- _VORLIEGENDE DATENSÄTZE_:

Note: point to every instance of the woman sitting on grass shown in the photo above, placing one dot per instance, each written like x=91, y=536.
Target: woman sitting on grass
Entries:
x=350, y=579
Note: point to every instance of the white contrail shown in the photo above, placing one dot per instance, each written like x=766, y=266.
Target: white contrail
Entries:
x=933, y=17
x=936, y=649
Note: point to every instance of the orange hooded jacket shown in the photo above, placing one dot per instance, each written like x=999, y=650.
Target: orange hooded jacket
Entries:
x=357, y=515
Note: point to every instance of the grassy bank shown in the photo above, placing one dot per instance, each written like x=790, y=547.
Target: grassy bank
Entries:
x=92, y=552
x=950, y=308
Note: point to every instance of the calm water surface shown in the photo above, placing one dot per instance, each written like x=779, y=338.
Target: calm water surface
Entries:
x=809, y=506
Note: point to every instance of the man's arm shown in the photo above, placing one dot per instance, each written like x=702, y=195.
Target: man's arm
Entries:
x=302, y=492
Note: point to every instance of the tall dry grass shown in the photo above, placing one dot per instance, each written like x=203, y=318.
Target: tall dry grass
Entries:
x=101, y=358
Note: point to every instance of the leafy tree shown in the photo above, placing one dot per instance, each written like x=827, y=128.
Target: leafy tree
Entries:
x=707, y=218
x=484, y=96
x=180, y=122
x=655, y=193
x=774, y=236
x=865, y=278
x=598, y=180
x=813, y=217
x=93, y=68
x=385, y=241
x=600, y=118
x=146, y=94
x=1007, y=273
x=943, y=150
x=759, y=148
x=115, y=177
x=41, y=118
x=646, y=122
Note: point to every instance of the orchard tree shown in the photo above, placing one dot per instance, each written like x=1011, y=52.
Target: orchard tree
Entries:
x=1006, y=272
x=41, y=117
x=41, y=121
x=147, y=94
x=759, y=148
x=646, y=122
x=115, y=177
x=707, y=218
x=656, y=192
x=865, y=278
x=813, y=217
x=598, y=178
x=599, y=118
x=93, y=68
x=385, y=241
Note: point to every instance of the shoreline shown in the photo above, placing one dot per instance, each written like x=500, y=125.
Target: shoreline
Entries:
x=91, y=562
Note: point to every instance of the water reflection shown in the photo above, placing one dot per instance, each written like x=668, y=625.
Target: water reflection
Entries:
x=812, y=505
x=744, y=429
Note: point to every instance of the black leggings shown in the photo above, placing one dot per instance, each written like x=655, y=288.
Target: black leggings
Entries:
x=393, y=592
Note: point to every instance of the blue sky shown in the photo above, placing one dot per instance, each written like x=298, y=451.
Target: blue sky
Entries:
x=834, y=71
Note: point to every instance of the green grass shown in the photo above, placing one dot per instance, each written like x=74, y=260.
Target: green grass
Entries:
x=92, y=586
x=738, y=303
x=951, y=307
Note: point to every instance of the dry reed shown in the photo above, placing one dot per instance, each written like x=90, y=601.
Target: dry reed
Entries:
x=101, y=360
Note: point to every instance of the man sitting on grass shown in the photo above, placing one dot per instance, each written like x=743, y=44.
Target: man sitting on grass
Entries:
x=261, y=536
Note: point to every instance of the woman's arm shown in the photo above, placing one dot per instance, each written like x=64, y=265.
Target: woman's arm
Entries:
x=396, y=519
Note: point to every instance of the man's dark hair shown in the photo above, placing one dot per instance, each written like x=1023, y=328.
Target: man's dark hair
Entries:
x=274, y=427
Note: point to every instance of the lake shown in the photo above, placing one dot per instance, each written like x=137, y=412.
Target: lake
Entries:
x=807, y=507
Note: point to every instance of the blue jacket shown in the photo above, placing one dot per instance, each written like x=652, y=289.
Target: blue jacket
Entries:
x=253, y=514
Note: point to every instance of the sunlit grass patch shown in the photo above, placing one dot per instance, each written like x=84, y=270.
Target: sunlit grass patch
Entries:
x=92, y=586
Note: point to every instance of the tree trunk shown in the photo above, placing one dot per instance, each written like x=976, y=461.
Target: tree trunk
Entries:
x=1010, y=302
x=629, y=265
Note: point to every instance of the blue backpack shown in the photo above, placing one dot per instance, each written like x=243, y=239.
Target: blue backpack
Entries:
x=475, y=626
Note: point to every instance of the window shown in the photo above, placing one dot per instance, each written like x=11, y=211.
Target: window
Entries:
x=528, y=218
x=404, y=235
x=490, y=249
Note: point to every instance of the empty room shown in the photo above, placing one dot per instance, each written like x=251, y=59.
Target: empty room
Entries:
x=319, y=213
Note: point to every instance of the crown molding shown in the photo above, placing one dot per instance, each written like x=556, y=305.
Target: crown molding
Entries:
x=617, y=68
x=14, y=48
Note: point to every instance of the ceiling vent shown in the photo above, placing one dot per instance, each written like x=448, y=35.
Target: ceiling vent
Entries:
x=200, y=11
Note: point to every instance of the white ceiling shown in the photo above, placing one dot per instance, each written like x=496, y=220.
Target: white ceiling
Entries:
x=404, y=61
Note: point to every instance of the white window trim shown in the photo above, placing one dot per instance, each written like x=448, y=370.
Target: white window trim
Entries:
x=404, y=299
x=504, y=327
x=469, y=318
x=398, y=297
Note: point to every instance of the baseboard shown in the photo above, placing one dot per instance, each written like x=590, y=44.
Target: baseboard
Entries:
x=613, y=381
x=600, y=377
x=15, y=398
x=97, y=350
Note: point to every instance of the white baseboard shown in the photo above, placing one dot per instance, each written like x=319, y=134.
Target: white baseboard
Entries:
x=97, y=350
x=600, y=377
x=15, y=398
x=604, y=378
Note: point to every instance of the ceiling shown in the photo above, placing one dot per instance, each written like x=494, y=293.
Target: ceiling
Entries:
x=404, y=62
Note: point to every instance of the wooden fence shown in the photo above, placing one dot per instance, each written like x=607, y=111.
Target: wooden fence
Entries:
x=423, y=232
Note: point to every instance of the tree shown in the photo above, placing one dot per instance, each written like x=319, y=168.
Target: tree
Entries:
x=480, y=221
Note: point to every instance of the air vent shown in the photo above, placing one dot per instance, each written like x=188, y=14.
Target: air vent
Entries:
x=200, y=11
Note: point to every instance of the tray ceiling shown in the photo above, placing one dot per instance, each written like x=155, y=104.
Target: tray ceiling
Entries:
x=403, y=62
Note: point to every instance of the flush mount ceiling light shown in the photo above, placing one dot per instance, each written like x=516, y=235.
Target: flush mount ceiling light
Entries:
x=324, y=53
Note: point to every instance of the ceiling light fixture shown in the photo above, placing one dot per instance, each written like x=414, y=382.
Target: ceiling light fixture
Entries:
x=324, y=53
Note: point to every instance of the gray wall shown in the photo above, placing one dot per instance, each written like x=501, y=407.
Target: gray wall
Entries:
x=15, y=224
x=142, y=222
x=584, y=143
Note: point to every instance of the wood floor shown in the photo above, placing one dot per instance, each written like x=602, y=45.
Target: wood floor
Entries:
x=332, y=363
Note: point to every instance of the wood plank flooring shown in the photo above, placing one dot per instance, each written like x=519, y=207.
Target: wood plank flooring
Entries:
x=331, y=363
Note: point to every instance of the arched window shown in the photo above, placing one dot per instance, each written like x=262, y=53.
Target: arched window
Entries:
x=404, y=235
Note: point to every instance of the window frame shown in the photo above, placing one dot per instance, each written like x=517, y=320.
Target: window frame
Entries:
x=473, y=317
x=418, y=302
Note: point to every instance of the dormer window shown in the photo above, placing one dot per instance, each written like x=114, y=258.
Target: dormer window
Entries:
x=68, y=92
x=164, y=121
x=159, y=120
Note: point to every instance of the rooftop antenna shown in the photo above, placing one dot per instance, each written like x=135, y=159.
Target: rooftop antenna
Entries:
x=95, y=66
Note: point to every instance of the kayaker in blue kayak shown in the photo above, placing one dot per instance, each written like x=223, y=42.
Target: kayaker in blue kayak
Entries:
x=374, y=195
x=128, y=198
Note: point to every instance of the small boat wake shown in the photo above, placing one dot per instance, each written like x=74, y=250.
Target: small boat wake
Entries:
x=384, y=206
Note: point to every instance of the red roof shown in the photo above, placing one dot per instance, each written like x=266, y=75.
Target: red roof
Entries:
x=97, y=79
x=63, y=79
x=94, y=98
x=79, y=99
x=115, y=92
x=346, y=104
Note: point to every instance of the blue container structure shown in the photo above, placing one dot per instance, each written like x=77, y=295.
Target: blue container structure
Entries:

- _ARBEITSANWEISUNG_:
Übertrage aus den Datensätzen oben alle Zeilen unverändert, beginnend mit der Zeile, die „Note: point to every instance of the leafy“ enthält, und endend mit der Zeile, die „x=951, y=307“ enthält. Beide Grenzzeilen gehören dazu.

- _LÖSUNG_:
Note: point to every instance of the leafy tree shown in the photo above, placing one dot per instance, each written like x=827, y=128.
Target: leafy tree
Entries:
x=707, y=218
x=484, y=96
x=180, y=122
x=655, y=193
x=774, y=236
x=865, y=278
x=598, y=180
x=813, y=217
x=93, y=68
x=385, y=241
x=600, y=118
x=146, y=94
x=1007, y=273
x=943, y=150
x=759, y=148
x=115, y=177
x=41, y=118
x=646, y=122
Note: point to every instance of the orchard tree shown in the photo above, placing one dot per instance, each written like x=1011, y=52.
Target: orchard tree
Entries:
x=1006, y=272
x=41, y=117
x=41, y=121
x=147, y=94
x=759, y=148
x=646, y=122
x=115, y=177
x=707, y=218
x=656, y=192
x=865, y=278
x=813, y=217
x=598, y=178
x=599, y=118
x=93, y=68
x=385, y=241
Note: point to every instance of the shoreline shown in the photo above, placing one dot per instance, each written like x=500, y=125.
Target: shoreline
Entries:
x=91, y=562
Note: point to every instance of the water reflection shown in the photo above, placing one dot per instance, each written like x=668, y=625.
Target: water reflection
Entries:
x=812, y=505
x=744, y=429
Note: point to every instance of the black leggings shown in the photo above, placing one dot per instance, each written like x=655, y=288.
Target: black leggings
Entries:
x=393, y=592
Note: point to every instance of the blue sky shown in the photo above, placing one dot per instance, each written like x=298, y=451.
Target: blue sky
Entries:
x=834, y=71
Note: point to every instance of the green grass shown in the photo above, placing one dot per instance, each written like x=74, y=260.
Target: green grass
Entries:
x=92, y=586
x=738, y=303
x=951, y=307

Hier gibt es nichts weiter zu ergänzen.